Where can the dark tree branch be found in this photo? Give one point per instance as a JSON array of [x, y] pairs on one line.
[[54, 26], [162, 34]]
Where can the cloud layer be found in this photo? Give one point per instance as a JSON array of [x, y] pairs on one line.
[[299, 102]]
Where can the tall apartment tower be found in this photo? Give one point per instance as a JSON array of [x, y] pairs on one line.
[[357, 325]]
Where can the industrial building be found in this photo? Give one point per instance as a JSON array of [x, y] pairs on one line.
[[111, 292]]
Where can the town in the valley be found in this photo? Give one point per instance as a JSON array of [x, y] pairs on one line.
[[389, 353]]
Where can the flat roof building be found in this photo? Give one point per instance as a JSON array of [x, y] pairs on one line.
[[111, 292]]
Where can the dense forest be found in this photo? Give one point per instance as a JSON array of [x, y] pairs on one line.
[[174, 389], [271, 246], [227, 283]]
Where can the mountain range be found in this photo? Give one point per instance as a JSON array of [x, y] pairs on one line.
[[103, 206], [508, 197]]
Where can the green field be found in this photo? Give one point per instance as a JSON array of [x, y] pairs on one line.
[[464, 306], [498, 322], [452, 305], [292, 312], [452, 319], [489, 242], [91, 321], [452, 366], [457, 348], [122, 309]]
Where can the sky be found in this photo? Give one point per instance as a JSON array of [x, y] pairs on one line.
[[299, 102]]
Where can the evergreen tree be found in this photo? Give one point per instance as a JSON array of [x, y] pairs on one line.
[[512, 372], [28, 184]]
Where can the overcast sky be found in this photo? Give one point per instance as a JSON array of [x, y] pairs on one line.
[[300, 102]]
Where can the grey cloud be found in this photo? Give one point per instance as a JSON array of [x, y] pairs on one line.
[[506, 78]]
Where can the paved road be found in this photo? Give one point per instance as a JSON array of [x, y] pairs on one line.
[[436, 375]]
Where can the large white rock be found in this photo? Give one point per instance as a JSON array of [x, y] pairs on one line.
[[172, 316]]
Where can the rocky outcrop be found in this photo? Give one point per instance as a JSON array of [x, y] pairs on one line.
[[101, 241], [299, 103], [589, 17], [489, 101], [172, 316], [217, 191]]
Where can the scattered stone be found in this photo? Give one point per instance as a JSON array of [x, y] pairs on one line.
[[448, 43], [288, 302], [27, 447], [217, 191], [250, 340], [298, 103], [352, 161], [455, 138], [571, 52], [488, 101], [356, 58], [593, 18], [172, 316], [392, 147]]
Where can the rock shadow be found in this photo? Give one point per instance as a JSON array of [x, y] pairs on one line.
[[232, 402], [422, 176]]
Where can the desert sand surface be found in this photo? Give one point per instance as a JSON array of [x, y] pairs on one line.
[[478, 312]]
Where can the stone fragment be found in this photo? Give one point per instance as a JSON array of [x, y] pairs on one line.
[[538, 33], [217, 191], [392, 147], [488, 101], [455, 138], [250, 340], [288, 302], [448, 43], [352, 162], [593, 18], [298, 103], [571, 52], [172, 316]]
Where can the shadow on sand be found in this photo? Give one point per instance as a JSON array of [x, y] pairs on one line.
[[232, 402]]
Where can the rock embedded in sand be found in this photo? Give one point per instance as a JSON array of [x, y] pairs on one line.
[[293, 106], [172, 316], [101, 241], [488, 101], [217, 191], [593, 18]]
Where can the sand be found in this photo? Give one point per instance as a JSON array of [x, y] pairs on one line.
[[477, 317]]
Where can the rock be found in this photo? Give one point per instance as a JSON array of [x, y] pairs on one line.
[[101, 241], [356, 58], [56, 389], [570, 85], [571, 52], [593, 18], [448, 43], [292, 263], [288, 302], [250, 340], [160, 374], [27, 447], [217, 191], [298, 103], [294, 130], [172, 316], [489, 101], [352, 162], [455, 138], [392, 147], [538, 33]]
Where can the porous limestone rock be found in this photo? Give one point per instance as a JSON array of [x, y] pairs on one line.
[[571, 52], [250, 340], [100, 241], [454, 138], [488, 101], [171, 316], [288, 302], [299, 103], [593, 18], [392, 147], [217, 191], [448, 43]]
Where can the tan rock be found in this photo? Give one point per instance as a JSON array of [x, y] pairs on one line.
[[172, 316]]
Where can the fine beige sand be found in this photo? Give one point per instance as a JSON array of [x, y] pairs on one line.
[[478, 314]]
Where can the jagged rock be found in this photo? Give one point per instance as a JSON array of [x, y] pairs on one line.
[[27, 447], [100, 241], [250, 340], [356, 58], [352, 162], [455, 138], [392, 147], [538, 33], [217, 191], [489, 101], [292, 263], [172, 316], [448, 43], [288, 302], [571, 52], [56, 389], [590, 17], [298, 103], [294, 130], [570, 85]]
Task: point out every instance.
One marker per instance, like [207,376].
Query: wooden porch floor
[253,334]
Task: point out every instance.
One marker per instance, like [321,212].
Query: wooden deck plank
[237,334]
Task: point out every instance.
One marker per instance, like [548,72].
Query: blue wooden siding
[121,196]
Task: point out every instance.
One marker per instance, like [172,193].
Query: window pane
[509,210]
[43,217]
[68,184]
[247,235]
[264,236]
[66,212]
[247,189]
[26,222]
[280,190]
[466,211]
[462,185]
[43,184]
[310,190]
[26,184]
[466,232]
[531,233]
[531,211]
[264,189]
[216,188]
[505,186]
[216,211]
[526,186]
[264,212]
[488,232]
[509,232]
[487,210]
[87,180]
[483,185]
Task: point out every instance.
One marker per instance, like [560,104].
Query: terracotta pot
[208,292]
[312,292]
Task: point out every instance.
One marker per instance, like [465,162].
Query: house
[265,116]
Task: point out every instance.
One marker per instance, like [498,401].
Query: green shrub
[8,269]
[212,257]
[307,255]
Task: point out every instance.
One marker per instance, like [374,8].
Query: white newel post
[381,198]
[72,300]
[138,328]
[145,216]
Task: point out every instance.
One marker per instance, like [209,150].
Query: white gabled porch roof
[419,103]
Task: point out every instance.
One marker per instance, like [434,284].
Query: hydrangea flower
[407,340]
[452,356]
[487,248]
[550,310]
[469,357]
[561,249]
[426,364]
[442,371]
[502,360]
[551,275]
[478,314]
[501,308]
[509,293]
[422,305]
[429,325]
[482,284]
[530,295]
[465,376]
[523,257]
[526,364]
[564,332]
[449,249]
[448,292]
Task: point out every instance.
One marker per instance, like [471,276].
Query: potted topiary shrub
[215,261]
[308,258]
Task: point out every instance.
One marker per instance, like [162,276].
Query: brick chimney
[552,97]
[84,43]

**WHAT YOU SHOULD DO**
When a line in the records above holds "marker", that line is to be reported.

**REPLY**
One marker per instance, like [207,376].
One marker per instance, like [321,212].
One marker per instance, like [548,72].
One marker per instance, like [172,193].
One marker per instance, like [560,104].
One marker per instance, like [465,162].
One marker per instance, like [498,401].
One marker per instance, like [374,8].
One marker per instance, like [209,150].
One marker per instance, like [434,284].
One marker per instance, like [471,276].
One marker per instance, like [162,276].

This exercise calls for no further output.